Coordinate annotation entries
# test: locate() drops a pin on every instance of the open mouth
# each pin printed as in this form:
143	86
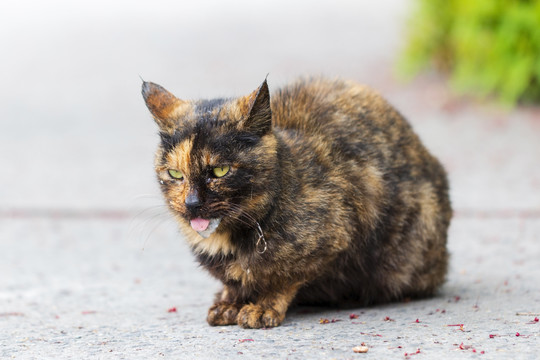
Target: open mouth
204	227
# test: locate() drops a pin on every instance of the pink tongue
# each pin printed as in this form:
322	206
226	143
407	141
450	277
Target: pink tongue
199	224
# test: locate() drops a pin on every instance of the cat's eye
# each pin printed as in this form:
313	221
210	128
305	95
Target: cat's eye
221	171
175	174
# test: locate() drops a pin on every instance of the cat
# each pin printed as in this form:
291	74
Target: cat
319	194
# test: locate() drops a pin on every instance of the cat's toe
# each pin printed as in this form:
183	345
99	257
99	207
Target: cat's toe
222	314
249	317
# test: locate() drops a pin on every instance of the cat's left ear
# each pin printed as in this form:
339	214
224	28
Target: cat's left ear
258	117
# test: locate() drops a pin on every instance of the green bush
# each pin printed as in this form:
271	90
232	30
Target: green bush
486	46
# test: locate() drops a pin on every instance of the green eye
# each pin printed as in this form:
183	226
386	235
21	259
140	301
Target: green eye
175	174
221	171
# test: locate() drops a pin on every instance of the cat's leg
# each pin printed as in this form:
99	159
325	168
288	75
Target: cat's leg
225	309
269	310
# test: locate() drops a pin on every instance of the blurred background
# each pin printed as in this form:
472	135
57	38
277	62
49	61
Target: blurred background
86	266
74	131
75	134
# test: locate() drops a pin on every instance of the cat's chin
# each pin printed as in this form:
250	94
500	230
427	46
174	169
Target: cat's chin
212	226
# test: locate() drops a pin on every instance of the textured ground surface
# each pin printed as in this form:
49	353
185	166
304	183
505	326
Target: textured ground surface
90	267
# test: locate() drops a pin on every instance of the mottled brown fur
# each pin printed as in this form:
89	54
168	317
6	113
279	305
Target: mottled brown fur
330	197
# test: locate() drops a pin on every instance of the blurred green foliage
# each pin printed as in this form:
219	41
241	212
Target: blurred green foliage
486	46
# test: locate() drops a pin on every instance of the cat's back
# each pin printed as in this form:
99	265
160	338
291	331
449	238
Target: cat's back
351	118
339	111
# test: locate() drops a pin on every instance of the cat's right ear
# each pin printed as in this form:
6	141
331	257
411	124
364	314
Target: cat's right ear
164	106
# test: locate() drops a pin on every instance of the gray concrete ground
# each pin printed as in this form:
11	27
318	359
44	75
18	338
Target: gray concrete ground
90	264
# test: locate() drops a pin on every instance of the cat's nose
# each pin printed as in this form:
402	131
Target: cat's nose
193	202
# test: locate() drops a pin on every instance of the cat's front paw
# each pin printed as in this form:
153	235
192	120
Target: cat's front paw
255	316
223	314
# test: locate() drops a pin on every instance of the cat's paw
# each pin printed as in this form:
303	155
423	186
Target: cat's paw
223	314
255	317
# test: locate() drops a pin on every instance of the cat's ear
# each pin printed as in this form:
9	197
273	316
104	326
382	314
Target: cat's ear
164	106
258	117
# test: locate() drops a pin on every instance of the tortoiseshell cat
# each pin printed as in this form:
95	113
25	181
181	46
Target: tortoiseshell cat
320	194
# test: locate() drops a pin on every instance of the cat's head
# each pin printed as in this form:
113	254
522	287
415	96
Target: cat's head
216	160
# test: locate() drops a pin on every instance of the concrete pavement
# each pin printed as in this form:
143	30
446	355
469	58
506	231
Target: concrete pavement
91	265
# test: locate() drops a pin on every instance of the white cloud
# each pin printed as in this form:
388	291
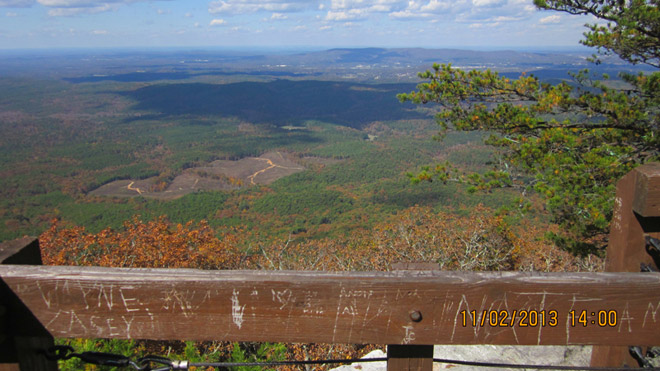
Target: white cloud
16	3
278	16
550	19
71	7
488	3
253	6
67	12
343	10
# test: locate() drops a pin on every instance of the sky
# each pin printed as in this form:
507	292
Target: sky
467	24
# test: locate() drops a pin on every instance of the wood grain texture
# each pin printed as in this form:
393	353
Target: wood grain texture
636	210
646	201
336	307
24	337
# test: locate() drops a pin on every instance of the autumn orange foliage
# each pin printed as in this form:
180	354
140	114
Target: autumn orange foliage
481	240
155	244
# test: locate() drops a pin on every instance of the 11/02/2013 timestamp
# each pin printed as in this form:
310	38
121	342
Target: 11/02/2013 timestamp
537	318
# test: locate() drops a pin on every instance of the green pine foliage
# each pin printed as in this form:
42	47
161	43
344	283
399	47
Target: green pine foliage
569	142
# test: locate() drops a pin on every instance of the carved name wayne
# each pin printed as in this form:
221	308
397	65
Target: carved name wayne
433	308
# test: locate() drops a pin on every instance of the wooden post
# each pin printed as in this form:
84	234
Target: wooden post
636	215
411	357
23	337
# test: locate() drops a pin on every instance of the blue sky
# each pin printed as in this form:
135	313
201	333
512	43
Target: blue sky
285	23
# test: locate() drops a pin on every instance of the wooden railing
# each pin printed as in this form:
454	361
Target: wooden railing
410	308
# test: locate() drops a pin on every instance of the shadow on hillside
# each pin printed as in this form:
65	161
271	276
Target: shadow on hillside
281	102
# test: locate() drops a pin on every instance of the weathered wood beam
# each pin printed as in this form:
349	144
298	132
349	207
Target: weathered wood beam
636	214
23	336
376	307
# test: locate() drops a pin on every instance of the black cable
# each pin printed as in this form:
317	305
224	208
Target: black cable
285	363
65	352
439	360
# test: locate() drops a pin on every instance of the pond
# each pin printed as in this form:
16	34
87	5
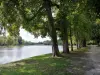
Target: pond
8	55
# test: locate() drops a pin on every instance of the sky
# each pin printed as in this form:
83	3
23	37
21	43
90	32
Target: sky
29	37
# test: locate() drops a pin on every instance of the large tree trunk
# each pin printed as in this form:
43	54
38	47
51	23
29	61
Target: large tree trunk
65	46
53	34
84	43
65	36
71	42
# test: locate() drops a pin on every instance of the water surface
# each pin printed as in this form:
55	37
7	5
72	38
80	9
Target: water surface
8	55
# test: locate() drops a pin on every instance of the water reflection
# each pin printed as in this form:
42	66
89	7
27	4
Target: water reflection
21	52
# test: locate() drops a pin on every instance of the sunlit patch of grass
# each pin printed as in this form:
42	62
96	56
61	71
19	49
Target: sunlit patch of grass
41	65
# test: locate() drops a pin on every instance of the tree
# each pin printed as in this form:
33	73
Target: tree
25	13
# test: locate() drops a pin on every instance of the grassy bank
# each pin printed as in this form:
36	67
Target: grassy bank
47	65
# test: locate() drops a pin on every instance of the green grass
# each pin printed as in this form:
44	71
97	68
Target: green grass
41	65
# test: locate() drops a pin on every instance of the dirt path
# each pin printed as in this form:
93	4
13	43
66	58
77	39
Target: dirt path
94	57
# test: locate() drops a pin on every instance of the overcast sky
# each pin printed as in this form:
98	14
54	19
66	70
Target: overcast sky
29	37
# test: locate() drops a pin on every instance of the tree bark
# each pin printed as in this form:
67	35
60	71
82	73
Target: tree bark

What is needed:
Output exactly the lines above, from the one holding "the water surface" through the end of the data, including the first and last.

Final answer:
# test: locate() drops a pin on every instance of the water surface
# each pin printed as in this form:
55	37
7	5
72	38
80	9
Target: water surface
8	55
# test: locate() drops a pin on every instance of the water reflection
# each pin printed as in this form:
42	66
89	7
27	4
Target: water reflection
21	52
# test: locate() drops a pin on every instance of the sunlit patch of grass
# each pin printed as in this form:
42	62
96	56
61	71
19	49
Target: sunlit patch of grass
41	65
# test: locate() drops a pin on every instance of the tree
# each pin printed as in this form:
33	73
Target: tree
25	13
# test: locate() drops a pin on every instance of the grassy bank
# each pin printed as in this form:
36	67
Target: grassy bank
47	65
# test: locate() drops a pin on every instance of the green grass
# each pin printed as in this form:
44	71
97	68
Target: green grass
41	65
# test: locate() drops a pin on every instance of the dirt path
# each pin printed as in this form:
93	4
13	43
66	58
77	39
Target: dirt path
94	57
# test: locate() drops a pin on every instance of the overcast sky
# each pin printed as in this form:
98	14
54	19
66	70
Target: overcast sky
29	37
# test: locate() drops a pin on every instance of the tree bark
# each pin printed as in this form:
67	35
60	71
82	73
Target: tree bark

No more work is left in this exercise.